### GIVEN TASK
Please repeat the rows below with "marker" swapped for "pin" and nothing else changed, leaving the pictures out.

### ENTRIES PROVIDED
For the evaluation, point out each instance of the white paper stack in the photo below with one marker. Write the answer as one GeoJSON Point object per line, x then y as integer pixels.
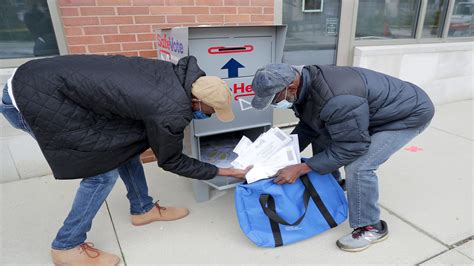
{"type": "Point", "coordinates": [270, 152]}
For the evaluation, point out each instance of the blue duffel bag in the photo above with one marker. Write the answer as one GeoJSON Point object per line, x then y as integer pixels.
{"type": "Point", "coordinates": [273, 215]}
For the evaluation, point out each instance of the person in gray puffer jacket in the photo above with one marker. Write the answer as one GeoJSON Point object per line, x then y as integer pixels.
{"type": "Point", "coordinates": [353, 117]}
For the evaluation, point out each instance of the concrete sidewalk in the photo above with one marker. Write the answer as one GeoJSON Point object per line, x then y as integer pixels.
{"type": "Point", "coordinates": [426, 195]}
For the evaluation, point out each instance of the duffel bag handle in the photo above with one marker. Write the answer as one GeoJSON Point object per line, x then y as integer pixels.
{"type": "Point", "coordinates": [268, 205]}
{"type": "Point", "coordinates": [318, 201]}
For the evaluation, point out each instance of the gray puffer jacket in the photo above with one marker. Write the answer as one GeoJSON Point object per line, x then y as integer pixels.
{"type": "Point", "coordinates": [344, 106]}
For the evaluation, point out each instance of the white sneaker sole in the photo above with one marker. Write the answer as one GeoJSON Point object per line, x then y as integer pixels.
{"type": "Point", "coordinates": [364, 248]}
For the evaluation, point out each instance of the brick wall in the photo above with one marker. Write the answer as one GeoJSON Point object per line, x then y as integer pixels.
{"type": "Point", "coordinates": [126, 26]}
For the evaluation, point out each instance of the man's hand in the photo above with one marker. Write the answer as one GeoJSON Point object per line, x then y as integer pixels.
{"type": "Point", "coordinates": [290, 173]}
{"type": "Point", "coordinates": [237, 173]}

### RESPONSE BELOW
For the evaluation, point out each instance of the white paper stack in the photo below with one pin. Write the answer as one GeoJSON Point object per line, x then y as integer pixels.
{"type": "Point", "coordinates": [270, 152]}
For the evaluation, point out each instance of the blue duffel bag in the photo above with one pin. Write the answer as one GeoJSON Point object per line, x then y as integer pixels.
{"type": "Point", "coordinates": [273, 215]}
For the evaluation, point out each instance of the person in gray puffer jacket in the photo above with one pin. Write the answer as one GeoJSON Point object per line, x then y as integer pixels.
{"type": "Point", "coordinates": [353, 117]}
For the evaluation, point out each instance of the concrete sidewalk in the photo above with one pin. Write the answer as one GeoJSON Point object per line, x then y as integer pixels.
{"type": "Point", "coordinates": [426, 195]}
For the evaluation, point out each instance of the duffel bag handle in the photo above with one pin. Write the answer as one GeoJSON Point object per line, x then y as integer pixels.
{"type": "Point", "coordinates": [268, 205]}
{"type": "Point", "coordinates": [318, 201]}
For the evaluation, point out each instance of the gray puffer jacket in the photo above with one pin. Write the answer as one GeoJSON Point object per line, x then y as integer pixels.
{"type": "Point", "coordinates": [344, 106]}
For the evaluation, point out each instance of the white sneaker sole in the photo above with one pin. Write the answer as one GeoJSON Point object per line, x then y as integer pixels.
{"type": "Point", "coordinates": [364, 248]}
For the evaluation, point out each instance of the brick wall in the photo above with one pin. Write the answer as one GeoJSON Point object per line, x then y as integer pixels.
{"type": "Point", "coordinates": [126, 26]}
For the evaluation, point out each instance of the man's hand in the photo above with one pin. Write the answer as one GeoJSON Point object per line, x then y as integer pixels.
{"type": "Point", "coordinates": [290, 173]}
{"type": "Point", "coordinates": [237, 173]}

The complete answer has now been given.